==== Document excerpt
Race: A social construct that artificially divides people into distinct groups based on characteristics such as a physical appearance (particularly color) ancestral heritage, cultural affiliations, cultural history, ethnic classification, and the social, economic, and political needs of a society at a given period of time. Racial categories subsume ethnic groups.
Racism: The systematic subordination of members of targeted racial groups who have relatively little social power in the United States (Blacks, Latino/as, Native Americans, and Asians), by the members of the agent racial group who have relatively more social power (Whites). This subordination is supported by the actions of the individuals, cultural norms and values, and the institutional structures and practices of society.
Religion: 1. An organized belief system based on certain tenets of faith. 2. A belief in a supreme supernatural force or god(s)
Scapegoating: The action of blaming an individual or group for something when, in reality, there is no one person or group responsible for the problem. It targets another person or group as responsible for problems in society because of that person’s group identity.
Sex: System of sexual classification based on biological and physical differences, such as primary and secondary sexual characteristics, forming the categories “male” and “female” as opposed to gender which is based on the social construction of the categories “men” and “women.”
Sexism: (Prejudice + Power) Conscious or unconscious action or institutional structure that subordinates a person because of gender. In our history, it has been women who have traditionally been subordinate.
Stereotype: A preconceived or oversimplified generalization about an entire group of people without regard for their individual differences. While often negative, stereotypes may also be complementary. Yet even positive stereotypes can have a negative impact and can feed into prejudice.
Social Constructionism: A perception of an individual, group, or idea that is “constructed” through cultural and social practice, but appears to be “natural,” or “the way things are.” For example, the idea that women “naturally” like to do housework is a social construction because this idea appears “natural” due to its historical repetition, rather than it being “true” in any essential sense.
========
Requirement:
Answer these questions from the glossary excerpt:
(a) According to the definition of "Racism," which racial group is the agent group?
(b) What two categories does the definition of "Sex" say are formed?
(c) What idea is given as the example in the definition of "Social Constructionism"?
==== Recorded information
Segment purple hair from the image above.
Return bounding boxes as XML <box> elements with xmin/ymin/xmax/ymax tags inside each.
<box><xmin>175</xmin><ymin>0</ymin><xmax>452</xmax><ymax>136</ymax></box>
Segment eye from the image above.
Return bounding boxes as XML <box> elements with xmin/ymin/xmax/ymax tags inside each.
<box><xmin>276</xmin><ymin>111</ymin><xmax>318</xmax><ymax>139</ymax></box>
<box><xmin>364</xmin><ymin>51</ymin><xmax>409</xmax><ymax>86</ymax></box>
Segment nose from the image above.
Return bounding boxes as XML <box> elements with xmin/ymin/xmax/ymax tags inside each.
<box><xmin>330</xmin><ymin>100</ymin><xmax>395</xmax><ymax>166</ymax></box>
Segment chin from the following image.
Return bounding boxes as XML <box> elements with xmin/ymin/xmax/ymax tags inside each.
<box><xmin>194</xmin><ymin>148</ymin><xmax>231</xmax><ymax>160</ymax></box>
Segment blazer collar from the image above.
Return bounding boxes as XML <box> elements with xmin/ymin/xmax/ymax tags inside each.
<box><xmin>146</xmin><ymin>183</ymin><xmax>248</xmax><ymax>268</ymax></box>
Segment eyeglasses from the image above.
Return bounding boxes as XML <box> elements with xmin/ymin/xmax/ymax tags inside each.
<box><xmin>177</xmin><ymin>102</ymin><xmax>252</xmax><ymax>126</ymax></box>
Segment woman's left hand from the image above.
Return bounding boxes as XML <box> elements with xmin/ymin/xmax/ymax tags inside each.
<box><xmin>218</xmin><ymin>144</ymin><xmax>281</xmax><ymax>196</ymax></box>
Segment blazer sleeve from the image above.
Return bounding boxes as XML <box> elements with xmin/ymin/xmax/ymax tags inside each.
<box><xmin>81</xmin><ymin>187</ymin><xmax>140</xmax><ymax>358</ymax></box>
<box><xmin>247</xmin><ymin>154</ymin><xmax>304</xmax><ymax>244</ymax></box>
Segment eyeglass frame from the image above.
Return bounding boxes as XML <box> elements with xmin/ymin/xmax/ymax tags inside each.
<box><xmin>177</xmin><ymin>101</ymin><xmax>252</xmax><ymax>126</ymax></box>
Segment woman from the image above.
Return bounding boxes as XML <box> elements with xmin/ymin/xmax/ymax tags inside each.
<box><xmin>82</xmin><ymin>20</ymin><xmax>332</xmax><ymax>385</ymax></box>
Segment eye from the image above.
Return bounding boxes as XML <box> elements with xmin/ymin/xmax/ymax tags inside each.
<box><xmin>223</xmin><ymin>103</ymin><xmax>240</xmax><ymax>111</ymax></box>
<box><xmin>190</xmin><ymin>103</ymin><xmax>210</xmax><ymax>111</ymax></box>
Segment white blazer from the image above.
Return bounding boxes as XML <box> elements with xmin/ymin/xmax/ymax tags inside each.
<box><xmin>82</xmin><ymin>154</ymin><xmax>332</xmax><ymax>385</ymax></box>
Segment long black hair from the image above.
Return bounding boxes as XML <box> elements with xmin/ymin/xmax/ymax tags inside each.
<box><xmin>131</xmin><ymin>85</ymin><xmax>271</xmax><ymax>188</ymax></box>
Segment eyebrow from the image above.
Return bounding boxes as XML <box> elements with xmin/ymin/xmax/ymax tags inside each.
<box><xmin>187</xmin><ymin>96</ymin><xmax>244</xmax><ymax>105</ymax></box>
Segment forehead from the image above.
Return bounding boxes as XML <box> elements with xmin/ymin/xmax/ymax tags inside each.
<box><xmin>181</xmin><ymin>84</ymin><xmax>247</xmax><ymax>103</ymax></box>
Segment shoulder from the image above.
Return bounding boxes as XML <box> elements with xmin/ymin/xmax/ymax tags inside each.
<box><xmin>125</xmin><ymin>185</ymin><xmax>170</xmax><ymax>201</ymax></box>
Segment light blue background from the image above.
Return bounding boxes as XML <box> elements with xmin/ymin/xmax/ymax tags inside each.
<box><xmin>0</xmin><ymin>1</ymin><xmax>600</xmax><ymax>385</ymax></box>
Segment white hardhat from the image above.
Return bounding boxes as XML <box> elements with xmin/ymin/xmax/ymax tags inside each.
========
Exercise response:
(a) Whites.
(b) "Male" and "female."
(c) The idea that women "naturally" like to do housework.